* Task description
Arrange the lines below as a Markdown table with the columns "No." and "Text", numbering each row and omitting blank lines. Include only the lines from the start of the records through the line containing "column 889, row 318", inclusive.

Records from a dataset
--- START ---

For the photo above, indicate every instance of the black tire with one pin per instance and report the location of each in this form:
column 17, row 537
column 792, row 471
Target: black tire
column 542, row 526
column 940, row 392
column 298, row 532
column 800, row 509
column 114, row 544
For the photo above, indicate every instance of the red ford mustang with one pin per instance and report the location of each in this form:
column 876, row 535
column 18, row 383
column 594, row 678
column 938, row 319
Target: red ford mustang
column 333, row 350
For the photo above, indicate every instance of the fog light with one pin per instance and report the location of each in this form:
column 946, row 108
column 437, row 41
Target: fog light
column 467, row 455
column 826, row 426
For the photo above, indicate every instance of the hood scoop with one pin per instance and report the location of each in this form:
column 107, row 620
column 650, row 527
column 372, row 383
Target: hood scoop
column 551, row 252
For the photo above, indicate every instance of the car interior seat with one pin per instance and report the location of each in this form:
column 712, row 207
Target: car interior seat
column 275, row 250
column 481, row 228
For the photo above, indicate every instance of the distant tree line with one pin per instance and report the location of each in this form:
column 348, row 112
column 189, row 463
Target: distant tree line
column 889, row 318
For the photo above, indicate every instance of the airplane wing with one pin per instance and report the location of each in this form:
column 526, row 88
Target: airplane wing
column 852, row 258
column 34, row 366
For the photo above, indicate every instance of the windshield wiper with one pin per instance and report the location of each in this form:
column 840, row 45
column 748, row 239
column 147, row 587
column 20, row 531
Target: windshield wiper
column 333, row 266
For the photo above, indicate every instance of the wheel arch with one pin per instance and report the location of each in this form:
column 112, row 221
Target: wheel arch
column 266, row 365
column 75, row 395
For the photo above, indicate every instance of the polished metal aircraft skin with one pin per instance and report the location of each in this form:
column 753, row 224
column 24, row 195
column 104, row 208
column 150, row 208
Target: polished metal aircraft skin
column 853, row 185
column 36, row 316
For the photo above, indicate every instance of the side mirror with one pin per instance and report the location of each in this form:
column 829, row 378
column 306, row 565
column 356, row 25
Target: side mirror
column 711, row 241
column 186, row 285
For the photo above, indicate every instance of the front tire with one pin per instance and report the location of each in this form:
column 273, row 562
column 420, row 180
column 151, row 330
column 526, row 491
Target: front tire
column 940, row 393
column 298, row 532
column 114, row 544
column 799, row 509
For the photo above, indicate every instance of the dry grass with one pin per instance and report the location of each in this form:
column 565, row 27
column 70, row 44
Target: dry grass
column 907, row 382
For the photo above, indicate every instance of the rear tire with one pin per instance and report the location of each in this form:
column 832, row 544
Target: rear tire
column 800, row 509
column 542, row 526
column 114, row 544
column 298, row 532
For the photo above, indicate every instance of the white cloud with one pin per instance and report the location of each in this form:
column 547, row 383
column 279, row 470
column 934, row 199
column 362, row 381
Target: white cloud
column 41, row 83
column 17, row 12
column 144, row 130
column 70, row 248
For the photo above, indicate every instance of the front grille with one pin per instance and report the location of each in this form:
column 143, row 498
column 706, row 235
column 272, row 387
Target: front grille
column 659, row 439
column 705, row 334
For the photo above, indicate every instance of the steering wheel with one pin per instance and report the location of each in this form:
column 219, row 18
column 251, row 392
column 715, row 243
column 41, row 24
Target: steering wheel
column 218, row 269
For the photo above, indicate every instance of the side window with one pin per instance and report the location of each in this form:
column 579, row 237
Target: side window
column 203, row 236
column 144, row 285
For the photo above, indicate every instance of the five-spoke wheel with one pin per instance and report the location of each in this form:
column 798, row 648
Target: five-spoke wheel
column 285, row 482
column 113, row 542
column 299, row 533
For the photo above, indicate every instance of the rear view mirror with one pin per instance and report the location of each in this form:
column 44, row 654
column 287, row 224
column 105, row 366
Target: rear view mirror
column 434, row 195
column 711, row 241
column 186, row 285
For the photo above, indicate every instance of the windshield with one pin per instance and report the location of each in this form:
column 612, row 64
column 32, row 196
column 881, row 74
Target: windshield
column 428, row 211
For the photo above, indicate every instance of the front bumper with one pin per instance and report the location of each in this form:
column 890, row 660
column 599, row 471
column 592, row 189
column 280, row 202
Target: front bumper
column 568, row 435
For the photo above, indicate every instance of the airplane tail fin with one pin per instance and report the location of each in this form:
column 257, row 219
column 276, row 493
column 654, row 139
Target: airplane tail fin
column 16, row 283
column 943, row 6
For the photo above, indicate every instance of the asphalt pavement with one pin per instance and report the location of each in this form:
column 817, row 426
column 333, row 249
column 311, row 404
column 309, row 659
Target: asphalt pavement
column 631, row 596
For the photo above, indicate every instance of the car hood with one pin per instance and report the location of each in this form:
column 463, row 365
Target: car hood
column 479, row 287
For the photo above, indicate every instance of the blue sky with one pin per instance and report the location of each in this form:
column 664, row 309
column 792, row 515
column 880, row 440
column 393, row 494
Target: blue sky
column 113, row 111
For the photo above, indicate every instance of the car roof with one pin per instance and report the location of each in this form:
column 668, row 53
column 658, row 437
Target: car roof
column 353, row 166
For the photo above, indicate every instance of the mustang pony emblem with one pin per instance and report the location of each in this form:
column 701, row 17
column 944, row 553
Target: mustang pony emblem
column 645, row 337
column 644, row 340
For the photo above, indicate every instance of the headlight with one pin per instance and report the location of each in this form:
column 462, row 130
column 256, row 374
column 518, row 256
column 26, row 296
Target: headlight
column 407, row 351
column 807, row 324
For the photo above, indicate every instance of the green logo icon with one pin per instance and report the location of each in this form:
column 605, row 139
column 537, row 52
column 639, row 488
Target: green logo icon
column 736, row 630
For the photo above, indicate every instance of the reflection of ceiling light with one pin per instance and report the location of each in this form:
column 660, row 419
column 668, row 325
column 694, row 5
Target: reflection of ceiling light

--- END ---

* Response
| No. | Text |
|---|---|
| 1 | For the photo above, indicate every instance of the black tire with one pin per instance and report the location of each in this form: |
| 2 | column 17, row 537 |
| 3 | column 792, row 471 |
| 4 | Target: black tire |
| 5 | column 542, row 526 |
| 6 | column 940, row 392 |
| 7 | column 298, row 532 |
| 8 | column 800, row 509 |
| 9 | column 114, row 544 |
| 10 | For the photo above, indicate every instance of the red ford mustang with one pin per instance and report the location of each in this form: |
| 11 | column 876, row 535 |
| 12 | column 18, row 383 |
| 13 | column 594, row 678 |
| 14 | column 938, row 319 |
| 15 | Target: red ford mustang |
| 16 | column 333, row 350 |
| 17 | For the photo above, indicate every instance of the fog light with one pin per instance and report the location of each in this form: |
| 18 | column 946, row 108 |
| 19 | column 437, row 41 |
| 20 | Target: fog light |
| 21 | column 467, row 455 |
| 22 | column 826, row 426 |
| 23 | For the photo above, indicate every instance of the hood scoop with one pin per instance and report the location of each in this form: |
| 24 | column 107, row 620 |
| 25 | column 650, row 527 |
| 26 | column 372, row 383 |
| 27 | Target: hood scoop |
| 28 | column 551, row 252 |
| 29 | For the photo above, indicate every instance of the car interior seat with one pin per instance and report the location of each in this form: |
| 30 | column 712, row 207 |
| 31 | Target: car interior seat |
| 32 | column 275, row 250 |
| 33 | column 481, row 228 |
| 34 | For the photo above, indicate every instance of the distant tree line with one pin per instance and report the location of each in this form: |
| 35 | column 348, row 112 |
| 36 | column 189, row 463 |
| 37 | Target: distant tree line |
| 38 | column 889, row 318 |